SOURCE DOCUMENT:
%%

Keras interoperability

For this example, we will use an example provided in the Keras documentation : https://keras.io/examples/vision/mnist_convnet/

You can find the full python script here keras_example.py.

Example

We begin by importing the same library as in the example plus our interoperability library.

import numpy as np
from tensorflow import keras
from tensorflow.keras import layers
# Importing the interoperability library
import keras_to_n2d2

We then import the data by following the tutorial.

# training parameters
batch_size = 128
epochs = 10
# Model / data parameters
num_classes = 10
input_shape = (28, 28, 1)

# the data, split between train and test sets
(x_train, y_train), (x_test, y_test) = keras.datasets.mnist.load_data()

# Scale images to the [0, 1] range
x_train = x_train.astype("float32") / 255
x_test = x_test.astype("float32") / 255

# Make sure images have shape (28, 28, 1)
x_train = np.expand_dims(x_train, -1)
x_test = np.expand_dims(x_test, -1)
# convert class vectors to binary class matrices
y_train = keras.utils.to_categorical(y_train, num_classes)
y_test = keras.utils.to_categorical(y_test, num_classes)

When declaring the model, we will use the keras_to_n2d2.wrap() function to generate an keras_to_n2d2.CustomSequential which embedded N2D2.

tf_model = keras.Sequential([
        keras.Input(shape=input_shape),
        layers.Conv2D(32, kernel_size=(3, 3), activation="relu"),
        layers.MaxPooling2D(pool_size=(2, 2)),
        layers.Conv2D(64, kernel_size=(3, 3), activation="relu"),
        layers.MaxPooling2D(pool_size=(2, 2)),
        layers.Flatten(),
        layers.Dense(num_classes, activation="softmax"),
])
model = keras_to_n2d2.wrap(tf_model, batch_size=batch_size, for_export=True)

Once this is done, we can follow again the tutorial and run the training and the evaluation.

model.compile(loss="categorical_crossentropy", metrics=["accuracy"])

model.fit(x_train, y_train, batch_size=batch_size, epochs=epochs, validation_split=0.1)
score = model.evaluate(x_test, y_test, verbose=0)
print("Test loss:", score[0])
print("Test accuracy:", score[1])

And that is it ! You have successfully trained your model with N2D2 using the keras interface.

You can then retrieve the N2D2 model by using the method keras_to_n2d2.CustomSequential.get_deepnet_cell() if you want to perform operation on it.

n2d2_model = model.get_deepnet_cell()

Core N2D2

Introduction

In this section we will present the C++ core function that are binded to Python with the framework pybind. The binding of the C++ core is straightforward, thus this section can also be seen as a documentation of the C++ core implementation of N2D2.

If you want to use the raw python binding, you need to compile N2D2. This will create a ‘.so’ file in the lib folder. If you want to use the raw binding, you will need to have this file at the root of your project or in your PYTHONPATH.

%%

GIVEN ENTRIES:

%%

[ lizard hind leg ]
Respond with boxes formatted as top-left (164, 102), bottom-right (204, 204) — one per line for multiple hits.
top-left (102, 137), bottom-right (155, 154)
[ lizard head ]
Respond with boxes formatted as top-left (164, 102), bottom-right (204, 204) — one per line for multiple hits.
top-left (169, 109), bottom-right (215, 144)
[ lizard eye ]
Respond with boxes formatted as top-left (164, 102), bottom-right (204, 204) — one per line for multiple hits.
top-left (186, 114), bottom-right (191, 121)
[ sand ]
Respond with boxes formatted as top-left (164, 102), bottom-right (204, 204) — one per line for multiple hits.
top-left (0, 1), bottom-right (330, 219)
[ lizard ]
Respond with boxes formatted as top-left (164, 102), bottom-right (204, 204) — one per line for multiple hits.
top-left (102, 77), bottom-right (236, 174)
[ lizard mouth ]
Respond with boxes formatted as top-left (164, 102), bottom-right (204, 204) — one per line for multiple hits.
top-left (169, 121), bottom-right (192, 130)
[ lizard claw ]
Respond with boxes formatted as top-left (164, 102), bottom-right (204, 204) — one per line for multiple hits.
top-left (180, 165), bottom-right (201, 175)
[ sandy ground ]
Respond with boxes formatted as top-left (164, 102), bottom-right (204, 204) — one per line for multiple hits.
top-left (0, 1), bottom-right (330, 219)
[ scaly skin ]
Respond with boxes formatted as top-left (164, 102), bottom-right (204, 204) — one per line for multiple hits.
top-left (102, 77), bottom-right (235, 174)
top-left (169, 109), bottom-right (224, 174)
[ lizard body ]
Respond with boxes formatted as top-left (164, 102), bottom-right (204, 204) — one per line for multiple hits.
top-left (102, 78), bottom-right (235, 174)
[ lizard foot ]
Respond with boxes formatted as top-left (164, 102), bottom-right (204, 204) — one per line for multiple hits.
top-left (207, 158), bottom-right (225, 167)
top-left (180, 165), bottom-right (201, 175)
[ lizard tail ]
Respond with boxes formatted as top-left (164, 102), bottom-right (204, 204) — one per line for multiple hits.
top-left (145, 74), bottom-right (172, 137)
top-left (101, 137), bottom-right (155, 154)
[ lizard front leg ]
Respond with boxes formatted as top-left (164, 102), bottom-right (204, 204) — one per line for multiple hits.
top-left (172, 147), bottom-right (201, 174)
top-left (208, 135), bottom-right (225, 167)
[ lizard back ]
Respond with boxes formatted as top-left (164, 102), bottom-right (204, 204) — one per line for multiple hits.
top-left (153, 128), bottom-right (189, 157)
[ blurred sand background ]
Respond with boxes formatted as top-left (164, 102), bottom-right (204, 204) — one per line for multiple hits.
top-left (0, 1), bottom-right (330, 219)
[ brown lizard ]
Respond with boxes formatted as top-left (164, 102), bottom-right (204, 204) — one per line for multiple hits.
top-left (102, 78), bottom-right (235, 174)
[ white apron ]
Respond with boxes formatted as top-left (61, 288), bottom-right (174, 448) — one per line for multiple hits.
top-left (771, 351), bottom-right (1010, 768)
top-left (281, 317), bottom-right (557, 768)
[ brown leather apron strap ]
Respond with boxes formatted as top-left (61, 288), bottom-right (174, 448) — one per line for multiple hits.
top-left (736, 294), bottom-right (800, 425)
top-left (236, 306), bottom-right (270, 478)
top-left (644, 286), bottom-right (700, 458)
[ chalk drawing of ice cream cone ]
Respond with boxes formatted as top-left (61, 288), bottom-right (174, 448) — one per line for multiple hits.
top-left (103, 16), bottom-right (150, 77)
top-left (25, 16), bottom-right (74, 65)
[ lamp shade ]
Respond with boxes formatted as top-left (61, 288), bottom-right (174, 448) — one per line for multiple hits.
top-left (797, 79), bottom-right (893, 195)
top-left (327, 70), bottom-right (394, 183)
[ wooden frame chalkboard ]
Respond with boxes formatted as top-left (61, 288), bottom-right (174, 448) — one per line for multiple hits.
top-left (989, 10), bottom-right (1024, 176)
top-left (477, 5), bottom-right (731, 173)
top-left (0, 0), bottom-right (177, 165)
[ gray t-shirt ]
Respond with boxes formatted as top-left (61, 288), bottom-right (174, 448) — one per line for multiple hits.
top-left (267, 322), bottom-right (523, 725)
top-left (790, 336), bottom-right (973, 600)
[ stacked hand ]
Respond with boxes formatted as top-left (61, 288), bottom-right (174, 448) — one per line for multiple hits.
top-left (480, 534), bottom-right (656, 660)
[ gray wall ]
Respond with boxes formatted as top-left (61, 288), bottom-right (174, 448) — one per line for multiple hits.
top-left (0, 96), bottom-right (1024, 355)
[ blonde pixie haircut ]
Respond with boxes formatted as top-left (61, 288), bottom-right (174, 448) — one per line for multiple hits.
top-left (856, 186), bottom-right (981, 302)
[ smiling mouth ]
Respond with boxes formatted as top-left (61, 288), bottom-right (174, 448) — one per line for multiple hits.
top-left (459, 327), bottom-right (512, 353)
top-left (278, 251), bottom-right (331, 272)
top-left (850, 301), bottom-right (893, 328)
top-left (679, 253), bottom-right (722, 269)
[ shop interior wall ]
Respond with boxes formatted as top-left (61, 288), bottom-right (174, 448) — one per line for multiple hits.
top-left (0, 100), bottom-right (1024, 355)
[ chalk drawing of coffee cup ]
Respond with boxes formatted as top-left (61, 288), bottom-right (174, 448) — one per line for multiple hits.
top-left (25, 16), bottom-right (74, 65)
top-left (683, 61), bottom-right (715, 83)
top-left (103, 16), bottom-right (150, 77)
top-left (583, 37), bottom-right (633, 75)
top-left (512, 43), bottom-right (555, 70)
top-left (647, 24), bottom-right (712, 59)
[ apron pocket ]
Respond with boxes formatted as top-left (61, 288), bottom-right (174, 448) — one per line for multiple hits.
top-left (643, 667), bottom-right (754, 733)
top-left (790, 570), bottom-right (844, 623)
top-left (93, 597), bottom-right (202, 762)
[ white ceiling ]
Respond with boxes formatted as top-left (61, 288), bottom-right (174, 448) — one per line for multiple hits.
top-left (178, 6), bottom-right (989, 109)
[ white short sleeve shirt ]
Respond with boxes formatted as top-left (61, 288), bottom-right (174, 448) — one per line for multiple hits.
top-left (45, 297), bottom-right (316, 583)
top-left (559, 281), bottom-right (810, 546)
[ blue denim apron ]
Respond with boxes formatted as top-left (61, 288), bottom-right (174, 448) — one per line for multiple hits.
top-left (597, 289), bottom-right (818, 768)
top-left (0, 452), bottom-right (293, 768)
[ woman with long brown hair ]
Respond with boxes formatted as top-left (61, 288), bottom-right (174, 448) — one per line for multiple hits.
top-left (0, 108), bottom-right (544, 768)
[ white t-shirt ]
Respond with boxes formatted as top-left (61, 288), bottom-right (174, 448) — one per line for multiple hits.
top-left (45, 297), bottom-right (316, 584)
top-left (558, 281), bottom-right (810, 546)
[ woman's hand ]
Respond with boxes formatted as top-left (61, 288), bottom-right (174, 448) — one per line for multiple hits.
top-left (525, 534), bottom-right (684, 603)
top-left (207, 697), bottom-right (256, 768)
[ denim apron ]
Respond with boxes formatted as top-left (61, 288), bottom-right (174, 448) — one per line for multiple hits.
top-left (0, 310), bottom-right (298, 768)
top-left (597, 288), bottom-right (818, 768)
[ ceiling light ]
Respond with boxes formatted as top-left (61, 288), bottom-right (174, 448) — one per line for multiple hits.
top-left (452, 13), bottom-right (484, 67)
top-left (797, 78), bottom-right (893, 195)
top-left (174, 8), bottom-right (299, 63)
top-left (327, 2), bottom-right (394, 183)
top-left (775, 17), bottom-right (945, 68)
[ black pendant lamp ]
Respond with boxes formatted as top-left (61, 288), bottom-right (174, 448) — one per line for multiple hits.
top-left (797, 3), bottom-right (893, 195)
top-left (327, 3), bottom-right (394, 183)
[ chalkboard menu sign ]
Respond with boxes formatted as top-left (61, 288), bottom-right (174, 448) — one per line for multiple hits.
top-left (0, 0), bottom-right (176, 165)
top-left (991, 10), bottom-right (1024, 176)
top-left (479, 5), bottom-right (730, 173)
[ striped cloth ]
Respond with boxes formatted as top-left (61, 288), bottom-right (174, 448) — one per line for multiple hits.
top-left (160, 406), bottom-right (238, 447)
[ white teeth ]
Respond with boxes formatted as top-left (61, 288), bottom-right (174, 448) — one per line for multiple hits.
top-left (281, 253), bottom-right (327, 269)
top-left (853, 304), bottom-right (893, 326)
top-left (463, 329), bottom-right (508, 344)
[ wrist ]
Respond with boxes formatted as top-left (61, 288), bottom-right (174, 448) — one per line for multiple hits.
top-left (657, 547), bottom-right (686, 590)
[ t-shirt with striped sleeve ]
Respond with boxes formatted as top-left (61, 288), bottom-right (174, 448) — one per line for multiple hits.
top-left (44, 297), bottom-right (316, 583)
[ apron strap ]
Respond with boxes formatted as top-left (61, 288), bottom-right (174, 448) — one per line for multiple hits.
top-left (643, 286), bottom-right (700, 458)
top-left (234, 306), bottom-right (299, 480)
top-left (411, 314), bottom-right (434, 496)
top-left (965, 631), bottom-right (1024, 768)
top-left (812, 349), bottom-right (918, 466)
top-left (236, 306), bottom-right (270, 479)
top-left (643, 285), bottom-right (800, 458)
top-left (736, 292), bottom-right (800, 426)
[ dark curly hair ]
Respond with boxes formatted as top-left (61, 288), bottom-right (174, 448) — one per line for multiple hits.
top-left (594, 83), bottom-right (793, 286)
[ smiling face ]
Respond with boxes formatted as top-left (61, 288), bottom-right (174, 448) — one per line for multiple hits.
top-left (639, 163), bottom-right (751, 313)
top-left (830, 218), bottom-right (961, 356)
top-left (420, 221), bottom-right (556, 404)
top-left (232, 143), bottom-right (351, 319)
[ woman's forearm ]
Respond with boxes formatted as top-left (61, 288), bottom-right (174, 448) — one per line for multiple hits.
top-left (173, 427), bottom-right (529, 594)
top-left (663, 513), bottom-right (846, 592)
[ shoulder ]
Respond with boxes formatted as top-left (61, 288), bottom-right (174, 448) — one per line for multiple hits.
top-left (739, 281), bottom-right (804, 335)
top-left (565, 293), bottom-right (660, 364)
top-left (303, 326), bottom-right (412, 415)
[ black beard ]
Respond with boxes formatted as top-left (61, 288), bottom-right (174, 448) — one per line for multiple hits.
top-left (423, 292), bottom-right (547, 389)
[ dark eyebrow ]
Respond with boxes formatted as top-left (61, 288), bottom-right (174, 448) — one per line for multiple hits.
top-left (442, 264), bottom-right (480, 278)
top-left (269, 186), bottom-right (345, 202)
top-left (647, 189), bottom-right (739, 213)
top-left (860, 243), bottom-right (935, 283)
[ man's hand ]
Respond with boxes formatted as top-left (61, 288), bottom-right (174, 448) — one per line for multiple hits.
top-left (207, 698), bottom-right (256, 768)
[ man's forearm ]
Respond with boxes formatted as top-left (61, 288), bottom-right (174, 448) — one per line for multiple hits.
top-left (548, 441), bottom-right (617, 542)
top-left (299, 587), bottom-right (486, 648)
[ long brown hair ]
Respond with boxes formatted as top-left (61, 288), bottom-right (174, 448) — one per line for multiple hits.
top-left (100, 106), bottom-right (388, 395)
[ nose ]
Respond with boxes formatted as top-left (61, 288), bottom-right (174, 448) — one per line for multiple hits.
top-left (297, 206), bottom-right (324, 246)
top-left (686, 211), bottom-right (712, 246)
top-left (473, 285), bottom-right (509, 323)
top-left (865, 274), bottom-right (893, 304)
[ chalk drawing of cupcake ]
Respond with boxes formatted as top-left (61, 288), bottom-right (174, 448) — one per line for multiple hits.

%%

TO BE DONE: According to the Keras interoperability text, what file must be at the root of your project or in your PYTHONPATH to use the raw Python binding?

EXERCISE ANSWER: The '.so' file that compiling N2D2 creates in the lib folder.